Source data
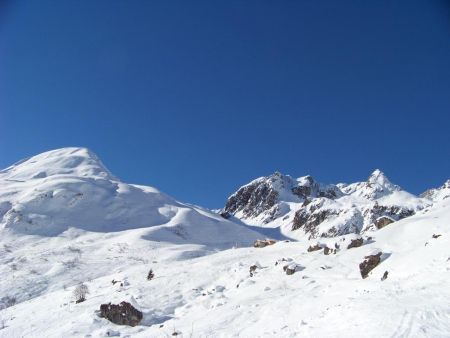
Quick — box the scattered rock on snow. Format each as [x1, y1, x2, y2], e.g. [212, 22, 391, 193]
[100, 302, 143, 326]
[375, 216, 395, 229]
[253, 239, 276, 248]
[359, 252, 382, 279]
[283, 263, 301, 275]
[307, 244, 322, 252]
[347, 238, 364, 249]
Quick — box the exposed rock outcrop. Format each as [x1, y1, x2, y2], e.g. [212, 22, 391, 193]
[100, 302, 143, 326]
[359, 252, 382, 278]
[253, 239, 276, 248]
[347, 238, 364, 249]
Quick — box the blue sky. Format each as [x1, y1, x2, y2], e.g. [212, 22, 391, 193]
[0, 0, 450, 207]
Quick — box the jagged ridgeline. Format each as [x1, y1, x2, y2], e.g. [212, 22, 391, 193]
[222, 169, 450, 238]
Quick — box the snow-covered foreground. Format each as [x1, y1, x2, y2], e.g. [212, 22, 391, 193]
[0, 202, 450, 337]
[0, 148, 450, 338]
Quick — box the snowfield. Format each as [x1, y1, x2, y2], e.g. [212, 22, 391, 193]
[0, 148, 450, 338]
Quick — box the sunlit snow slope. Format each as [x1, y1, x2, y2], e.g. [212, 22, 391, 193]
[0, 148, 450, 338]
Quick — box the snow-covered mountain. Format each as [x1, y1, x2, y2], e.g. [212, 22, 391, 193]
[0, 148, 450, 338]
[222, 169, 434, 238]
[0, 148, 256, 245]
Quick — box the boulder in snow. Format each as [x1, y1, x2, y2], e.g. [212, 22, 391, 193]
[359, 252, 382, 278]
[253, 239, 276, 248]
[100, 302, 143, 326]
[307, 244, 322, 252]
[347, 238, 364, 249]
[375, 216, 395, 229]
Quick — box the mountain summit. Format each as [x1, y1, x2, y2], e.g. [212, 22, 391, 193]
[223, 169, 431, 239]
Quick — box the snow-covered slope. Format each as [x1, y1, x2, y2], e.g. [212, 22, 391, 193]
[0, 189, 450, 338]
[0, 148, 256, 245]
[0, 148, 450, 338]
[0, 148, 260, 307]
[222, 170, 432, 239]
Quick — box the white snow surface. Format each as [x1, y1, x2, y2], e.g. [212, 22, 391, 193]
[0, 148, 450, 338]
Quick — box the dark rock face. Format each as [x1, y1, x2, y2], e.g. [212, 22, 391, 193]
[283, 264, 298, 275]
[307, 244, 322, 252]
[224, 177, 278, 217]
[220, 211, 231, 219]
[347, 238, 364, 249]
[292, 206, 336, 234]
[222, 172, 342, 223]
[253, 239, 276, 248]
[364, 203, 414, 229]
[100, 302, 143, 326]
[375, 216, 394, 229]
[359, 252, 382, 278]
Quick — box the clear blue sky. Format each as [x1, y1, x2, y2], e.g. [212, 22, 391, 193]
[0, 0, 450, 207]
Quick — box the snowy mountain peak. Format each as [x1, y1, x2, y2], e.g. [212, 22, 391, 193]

The exercise: Rewrite each line of the listing above as a string in a single JSON list, omitting blank lines and the picture placeholders.

Output below:
[
  "Quick — box the scattered rock on snow. Format each as [x1, y1, x2, y2], e.g. [212, 22, 391, 193]",
  "[100, 302, 143, 326]",
  "[375, 216, 395, 229]",
  "[253, 239, 276, 248]",
  "[359, 252, 382, 279]",
  "[283, 263, 301, 275]",
  "[307, 244, 322, 252]",
  "[347, 238, 364, 249]",
  "Quick — box the exposed rock outcrop. Format each as [x1, y1, x2, y2], e.g. [212, 22, 391, 193]",
  "[100, 302, 143, 326]",
  "[359, 252, 382, 278]",
  "[253, 239, 276, 248]",
  "[347, 238, 364, 249]",
  "Quick — box the blue sky. Format each as [x1, y1, x2, y2], e.g. [212, 22, 391, 193]",
  "[0, 0, 450, 207]",
  "Quick — box the jagged ridgeline. Format each as [x1, y1, x2, y2], e.g. [212, 22, 391, 193]",
  "[222, 169, 450, 238]",
  "Quick — box the snow-covered foreground. Format each as [x1, y1, x2, y2], e.g. [212, 22, 391, 193]",
  "[0, 202, 450, 337]",
  "[0, 148, 450, 338]",
  "Quick — box the snowfield. Format each as [x1, y1, x2, y2], e.g. [212, 22, 391, 193]",
  "[0, 148, 450, 338]",
  "Quick — box the sunlit snow slope. Format each as [x1, y1, x2, y2], e.g. [212, 22, 391, 193]",
  "[0, 148, 450, 338]",
  "Quick — box the snow-covered mountain. Format each as [x1, y1, x2, y2], e.g. [212, 22, 391, 193]",
  "[0, 148, 450, 338]",
  "[222, 169, 434, 238]",
  "[0, 148, 256, 245]",
  "Quick — box the boulder in snow. Format each as [x1, y1, x2, y2], e.g. [212, 22, 391, 193]",
  "[359, 252, 382, 278]",
  "[253, 239, 276, 248]",
  "[100, 302, 143, 326]",
  "[307, 244, 322, 252]",
  "[347, 238, 364, 249]",
  "[375, 216, 395, 229]",
  "Quick — box the mountain summit. Format each as [x1, y1, x2, y2], e.g. [212, 22, 391, 193]",
  "[223, 169, 431, 239]",
  "Quick — box the snow-covered slope. Format each as [x1, y1, x2, y2], e.g. [212, 22, 391, 193]",
  "[0, 189, 450, 338]",
  "[0, 148, 256, 245]",
  "[0, 148, 450, 338]",
  "[0, 148, 260, 307]",
  "[222, 170, 432, 239]",
  "Quick — box the white snow surface. Format each as [x1, y1, x2, y2], e.g. [212, 22, 391, 193]",
  "[0, 148, 450, 338]",
  "Quick — box the dark rock face. Format each as [x1, y1, x2, y2], e.g. [212, 22, 391, 193]",
  "[283, 264, 298, 275]",
  "[307, 244, 322, 252]",
  "[224, 177, 278, 217]",
  "[220, 211, 231, 219]",
  "[347, 238, 364, 249]",
  "[292, 206, 336, 234]",
  "[222, 172, 342, 223]",
  "[253, 239, 276, 248]",
  "[364, 203, 414, 229]",
  "[100, 302, 143, 326]",
  "[375, 216, 394, 229]",
  "[359, 252, 382, 278]",
  "Quick — box the clear blue sky. Format each as [x1, y1, x2, y2], e.g. [212, 22, 391, 193]",
  "[0, 0, 450, 207]",
  "Quick — box the snowy mountain peak. Format each as [x1, y1, x2, y2], e.g. [212, 22, 391, 193]"
]